| WORK TO BE COMPLETED |
Copy the items below word for word, from their first line through the line containing "point(416, 339)", inclusive.

| AVAILABLE RECORDS |
============

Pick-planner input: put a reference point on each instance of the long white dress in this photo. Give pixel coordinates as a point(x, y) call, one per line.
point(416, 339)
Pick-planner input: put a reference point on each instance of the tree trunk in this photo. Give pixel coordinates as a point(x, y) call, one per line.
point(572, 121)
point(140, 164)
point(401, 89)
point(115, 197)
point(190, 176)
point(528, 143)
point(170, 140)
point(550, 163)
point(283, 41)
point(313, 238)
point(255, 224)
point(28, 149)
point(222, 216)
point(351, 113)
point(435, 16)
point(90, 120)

============

| THE OUTPUT |
Pick-planner input: put a reference point on each instance of the long white dress in this photo. Give pixel coordinates as a point(x, y) call, one per line.
point(416, 339)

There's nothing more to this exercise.